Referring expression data
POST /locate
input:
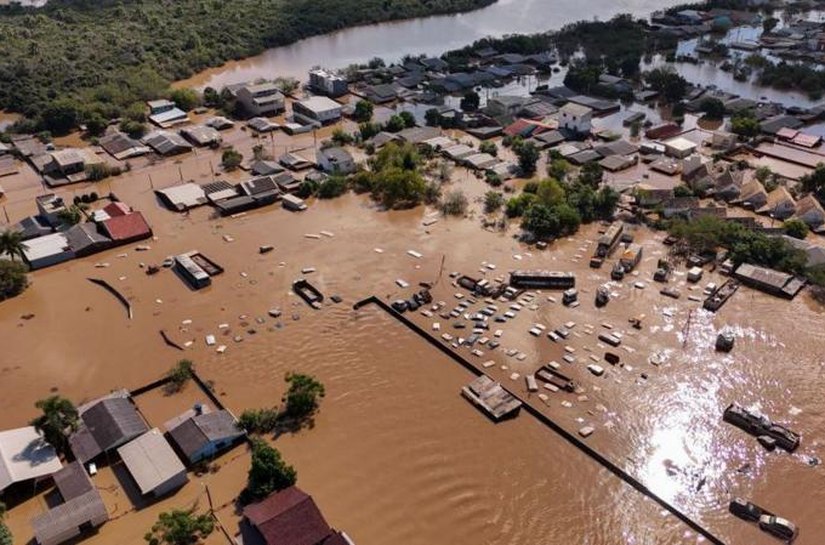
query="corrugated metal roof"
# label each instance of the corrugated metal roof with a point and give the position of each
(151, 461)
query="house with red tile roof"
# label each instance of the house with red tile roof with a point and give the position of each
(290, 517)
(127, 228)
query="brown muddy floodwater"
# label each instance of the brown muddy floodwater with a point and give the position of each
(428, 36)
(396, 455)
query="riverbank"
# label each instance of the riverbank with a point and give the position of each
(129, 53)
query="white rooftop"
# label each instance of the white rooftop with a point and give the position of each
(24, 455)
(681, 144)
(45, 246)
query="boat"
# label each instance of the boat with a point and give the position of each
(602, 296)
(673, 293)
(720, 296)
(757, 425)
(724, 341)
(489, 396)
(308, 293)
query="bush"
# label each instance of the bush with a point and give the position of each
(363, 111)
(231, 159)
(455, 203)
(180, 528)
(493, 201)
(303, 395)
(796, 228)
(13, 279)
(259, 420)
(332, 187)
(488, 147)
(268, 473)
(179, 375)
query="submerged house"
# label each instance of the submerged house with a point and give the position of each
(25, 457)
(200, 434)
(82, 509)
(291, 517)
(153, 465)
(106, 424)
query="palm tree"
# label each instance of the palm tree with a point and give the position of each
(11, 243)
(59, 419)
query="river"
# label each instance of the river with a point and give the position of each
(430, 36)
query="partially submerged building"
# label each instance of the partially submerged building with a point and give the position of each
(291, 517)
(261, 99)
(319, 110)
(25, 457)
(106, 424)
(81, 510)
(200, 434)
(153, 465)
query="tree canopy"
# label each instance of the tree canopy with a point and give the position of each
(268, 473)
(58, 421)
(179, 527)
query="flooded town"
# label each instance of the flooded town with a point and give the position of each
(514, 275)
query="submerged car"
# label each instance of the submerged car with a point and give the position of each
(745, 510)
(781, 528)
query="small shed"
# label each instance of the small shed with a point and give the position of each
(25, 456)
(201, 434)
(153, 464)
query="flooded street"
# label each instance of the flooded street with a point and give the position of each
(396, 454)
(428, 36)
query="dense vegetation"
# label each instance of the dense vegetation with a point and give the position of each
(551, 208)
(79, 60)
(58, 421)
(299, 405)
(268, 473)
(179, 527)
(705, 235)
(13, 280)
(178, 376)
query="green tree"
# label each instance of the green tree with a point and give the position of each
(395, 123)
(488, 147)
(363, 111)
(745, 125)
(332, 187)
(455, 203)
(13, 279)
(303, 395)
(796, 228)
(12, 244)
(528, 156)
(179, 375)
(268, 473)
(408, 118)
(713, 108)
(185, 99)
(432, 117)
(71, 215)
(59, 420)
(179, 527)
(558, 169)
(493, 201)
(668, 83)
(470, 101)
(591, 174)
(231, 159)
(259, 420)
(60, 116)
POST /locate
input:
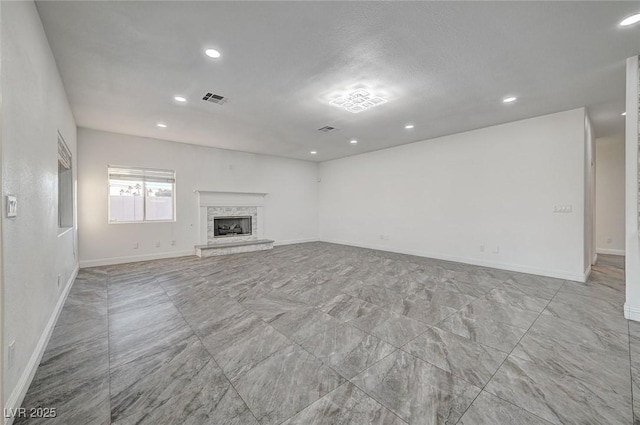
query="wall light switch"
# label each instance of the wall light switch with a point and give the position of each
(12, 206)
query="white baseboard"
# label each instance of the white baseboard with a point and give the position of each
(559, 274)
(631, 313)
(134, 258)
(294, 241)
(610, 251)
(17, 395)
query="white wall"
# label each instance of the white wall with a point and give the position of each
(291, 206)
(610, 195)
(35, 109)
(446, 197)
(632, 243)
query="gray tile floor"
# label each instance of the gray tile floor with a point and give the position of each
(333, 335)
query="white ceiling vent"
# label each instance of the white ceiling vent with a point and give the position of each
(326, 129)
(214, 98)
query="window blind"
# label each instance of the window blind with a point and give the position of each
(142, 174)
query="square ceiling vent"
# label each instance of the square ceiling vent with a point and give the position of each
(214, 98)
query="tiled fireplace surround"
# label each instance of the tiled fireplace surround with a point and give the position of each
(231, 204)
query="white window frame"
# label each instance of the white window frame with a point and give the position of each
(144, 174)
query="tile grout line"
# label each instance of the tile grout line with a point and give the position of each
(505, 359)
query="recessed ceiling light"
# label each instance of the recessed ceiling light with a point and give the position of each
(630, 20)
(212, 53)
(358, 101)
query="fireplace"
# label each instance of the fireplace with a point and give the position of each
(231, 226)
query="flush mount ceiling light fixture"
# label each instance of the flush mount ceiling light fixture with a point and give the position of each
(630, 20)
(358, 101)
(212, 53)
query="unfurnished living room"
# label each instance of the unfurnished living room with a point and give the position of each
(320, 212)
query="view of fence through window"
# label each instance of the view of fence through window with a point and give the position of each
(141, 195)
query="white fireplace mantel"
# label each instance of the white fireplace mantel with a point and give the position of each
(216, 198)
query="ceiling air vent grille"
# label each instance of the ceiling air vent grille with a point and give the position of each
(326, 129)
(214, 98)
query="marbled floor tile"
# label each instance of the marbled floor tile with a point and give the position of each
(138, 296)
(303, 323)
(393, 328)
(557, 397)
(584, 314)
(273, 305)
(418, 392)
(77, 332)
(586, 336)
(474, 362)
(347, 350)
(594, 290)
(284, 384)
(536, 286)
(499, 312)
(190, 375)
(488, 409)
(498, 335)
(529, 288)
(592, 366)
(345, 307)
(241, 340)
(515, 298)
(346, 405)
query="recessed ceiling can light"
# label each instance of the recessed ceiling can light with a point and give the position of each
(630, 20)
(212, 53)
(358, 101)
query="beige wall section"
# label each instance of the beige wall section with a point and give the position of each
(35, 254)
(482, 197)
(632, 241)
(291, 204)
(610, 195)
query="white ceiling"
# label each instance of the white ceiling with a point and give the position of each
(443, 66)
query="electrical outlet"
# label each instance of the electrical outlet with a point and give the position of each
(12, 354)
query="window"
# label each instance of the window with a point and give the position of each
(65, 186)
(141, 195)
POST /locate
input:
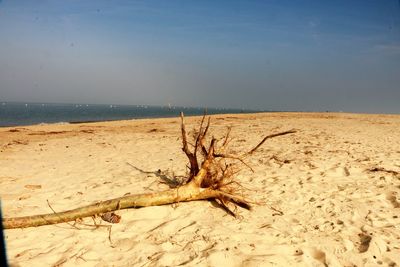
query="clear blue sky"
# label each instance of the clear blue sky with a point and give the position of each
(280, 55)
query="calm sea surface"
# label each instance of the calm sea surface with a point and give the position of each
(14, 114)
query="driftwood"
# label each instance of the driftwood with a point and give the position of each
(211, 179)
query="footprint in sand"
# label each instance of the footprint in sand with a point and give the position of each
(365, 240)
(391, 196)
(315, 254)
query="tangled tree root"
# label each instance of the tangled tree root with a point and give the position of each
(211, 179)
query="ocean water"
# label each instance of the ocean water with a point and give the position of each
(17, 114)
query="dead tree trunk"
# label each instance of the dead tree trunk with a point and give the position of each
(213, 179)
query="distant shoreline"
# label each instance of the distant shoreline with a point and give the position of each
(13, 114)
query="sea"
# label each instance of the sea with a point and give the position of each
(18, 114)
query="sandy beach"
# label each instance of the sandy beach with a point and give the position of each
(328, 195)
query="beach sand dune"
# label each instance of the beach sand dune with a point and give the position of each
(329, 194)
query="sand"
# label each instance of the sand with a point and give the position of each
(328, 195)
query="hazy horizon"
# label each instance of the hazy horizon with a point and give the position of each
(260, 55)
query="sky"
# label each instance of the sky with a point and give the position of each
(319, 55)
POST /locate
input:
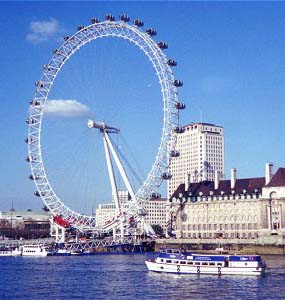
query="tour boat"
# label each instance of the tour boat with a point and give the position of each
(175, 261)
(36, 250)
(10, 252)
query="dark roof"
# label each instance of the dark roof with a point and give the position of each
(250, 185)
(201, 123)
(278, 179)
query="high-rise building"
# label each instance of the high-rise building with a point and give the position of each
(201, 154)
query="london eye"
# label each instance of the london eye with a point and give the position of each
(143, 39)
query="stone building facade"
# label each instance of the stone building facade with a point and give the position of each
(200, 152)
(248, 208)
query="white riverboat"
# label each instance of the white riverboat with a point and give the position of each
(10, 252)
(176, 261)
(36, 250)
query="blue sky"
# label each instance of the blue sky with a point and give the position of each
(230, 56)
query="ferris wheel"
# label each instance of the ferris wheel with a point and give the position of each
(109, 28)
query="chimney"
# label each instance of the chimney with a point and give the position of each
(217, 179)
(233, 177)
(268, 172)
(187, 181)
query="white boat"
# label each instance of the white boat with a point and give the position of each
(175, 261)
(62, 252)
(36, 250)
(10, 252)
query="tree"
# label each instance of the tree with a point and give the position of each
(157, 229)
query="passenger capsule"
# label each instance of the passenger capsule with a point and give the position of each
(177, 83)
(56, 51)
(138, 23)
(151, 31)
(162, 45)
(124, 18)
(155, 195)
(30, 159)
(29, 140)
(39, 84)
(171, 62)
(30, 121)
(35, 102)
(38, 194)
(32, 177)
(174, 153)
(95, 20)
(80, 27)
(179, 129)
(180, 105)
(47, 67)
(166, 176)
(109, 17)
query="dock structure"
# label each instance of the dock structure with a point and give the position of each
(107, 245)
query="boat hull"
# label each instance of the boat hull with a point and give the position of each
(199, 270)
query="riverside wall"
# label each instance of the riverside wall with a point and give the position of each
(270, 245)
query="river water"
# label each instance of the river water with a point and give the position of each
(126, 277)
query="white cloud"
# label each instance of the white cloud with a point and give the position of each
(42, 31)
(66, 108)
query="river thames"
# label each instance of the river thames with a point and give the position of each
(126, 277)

* * *

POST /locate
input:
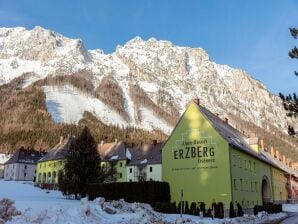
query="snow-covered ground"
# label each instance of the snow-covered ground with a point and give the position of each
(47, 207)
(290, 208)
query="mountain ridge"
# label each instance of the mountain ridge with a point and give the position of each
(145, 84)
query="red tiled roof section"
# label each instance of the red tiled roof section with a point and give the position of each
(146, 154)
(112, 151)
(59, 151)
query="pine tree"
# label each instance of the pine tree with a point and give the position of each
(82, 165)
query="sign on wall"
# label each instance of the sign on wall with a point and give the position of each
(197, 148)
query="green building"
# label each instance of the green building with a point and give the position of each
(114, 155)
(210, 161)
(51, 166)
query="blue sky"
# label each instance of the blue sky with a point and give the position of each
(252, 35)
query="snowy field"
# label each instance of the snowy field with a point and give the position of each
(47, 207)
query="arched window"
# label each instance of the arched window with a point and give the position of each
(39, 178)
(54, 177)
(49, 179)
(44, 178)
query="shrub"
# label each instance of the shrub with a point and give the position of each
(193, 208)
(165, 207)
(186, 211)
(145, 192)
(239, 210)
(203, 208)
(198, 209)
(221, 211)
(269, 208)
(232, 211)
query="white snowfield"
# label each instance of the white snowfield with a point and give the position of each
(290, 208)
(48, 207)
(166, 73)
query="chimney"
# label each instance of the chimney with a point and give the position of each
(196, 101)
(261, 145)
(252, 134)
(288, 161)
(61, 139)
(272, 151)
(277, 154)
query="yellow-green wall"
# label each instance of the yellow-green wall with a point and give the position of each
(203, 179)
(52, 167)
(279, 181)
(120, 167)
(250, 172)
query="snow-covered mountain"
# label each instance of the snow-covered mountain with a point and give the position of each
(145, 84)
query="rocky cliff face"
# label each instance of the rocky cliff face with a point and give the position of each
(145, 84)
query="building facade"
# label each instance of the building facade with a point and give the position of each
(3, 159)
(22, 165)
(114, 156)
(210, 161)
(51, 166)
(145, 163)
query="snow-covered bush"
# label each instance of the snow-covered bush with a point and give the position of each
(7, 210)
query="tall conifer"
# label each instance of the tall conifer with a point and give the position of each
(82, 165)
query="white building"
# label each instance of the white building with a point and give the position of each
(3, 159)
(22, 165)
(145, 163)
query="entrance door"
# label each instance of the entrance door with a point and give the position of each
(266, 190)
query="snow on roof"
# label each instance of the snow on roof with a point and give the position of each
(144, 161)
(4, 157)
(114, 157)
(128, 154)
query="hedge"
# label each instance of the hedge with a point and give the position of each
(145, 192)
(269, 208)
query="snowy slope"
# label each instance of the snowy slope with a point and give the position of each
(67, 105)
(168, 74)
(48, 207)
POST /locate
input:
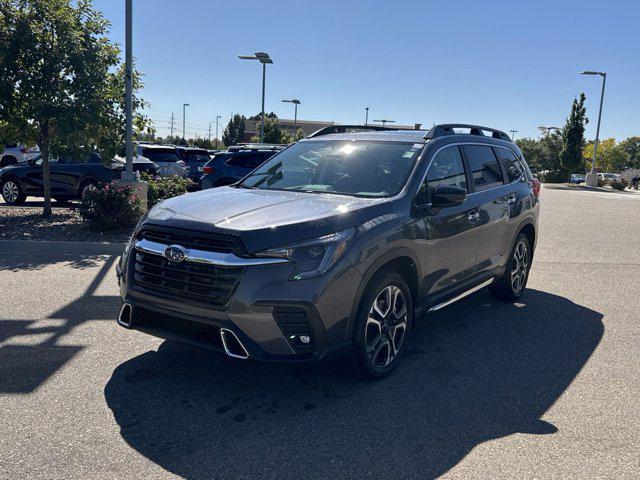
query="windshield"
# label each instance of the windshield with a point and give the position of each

---

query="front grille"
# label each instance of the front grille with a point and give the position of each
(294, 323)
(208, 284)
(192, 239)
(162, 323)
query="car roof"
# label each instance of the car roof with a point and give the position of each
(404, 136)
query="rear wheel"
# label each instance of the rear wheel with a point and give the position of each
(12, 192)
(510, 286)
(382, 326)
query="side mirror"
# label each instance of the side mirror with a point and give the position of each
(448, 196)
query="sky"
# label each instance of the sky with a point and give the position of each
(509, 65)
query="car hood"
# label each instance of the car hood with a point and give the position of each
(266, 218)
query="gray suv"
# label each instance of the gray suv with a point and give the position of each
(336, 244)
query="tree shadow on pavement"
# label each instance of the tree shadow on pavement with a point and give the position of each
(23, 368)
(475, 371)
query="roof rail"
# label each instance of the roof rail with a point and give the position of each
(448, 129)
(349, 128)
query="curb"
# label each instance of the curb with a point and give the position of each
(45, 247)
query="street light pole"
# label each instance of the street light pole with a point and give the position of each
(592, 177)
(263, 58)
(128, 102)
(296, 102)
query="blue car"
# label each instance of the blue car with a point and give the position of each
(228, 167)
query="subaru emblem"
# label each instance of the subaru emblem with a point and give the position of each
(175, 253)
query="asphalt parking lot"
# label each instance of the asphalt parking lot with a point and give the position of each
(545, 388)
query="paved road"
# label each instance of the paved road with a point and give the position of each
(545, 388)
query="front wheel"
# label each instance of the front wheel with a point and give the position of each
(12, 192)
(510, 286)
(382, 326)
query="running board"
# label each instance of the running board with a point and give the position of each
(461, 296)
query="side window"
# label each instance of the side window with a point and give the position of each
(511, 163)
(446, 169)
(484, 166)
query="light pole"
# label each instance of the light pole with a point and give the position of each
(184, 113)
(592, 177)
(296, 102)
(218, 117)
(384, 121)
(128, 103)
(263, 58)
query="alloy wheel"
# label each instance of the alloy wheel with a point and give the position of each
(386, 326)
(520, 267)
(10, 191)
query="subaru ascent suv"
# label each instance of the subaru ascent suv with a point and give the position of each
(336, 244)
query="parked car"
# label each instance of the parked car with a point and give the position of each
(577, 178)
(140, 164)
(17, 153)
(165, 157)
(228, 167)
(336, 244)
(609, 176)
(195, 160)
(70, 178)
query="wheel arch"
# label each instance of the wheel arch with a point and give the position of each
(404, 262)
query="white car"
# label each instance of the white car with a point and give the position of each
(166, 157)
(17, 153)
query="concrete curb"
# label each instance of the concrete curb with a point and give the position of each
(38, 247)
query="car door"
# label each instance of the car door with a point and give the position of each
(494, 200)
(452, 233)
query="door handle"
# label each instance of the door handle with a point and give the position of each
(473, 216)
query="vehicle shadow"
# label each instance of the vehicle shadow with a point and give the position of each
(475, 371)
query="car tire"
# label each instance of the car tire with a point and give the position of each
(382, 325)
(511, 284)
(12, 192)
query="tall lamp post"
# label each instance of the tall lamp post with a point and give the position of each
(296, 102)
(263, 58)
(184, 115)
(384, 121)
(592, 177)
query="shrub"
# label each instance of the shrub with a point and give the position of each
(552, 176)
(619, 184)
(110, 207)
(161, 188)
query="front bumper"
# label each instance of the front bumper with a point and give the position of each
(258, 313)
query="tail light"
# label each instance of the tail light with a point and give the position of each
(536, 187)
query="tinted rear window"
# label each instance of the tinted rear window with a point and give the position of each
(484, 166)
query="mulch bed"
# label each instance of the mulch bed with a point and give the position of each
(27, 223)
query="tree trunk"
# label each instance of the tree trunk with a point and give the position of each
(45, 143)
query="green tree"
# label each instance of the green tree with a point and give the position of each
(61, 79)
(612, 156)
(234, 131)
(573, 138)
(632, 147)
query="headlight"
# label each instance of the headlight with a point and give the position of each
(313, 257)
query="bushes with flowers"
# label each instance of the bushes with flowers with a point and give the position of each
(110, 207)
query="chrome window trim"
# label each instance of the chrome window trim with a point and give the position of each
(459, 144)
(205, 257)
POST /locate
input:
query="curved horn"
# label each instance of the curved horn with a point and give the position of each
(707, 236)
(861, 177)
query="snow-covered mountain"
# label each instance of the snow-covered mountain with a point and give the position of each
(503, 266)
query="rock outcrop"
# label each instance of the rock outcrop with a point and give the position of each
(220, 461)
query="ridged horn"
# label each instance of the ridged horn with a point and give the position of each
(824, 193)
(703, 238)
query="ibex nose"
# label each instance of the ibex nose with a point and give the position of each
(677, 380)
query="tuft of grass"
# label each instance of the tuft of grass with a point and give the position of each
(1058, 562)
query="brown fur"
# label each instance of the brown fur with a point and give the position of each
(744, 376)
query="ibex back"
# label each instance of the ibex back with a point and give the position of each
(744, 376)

◆ **Problem to work on**:
Pull every line containing the word "windshield" out of the entries above.

◆ **Exercise response**:
query="windshield"
# label each instance of the windshield with a point and give the position of each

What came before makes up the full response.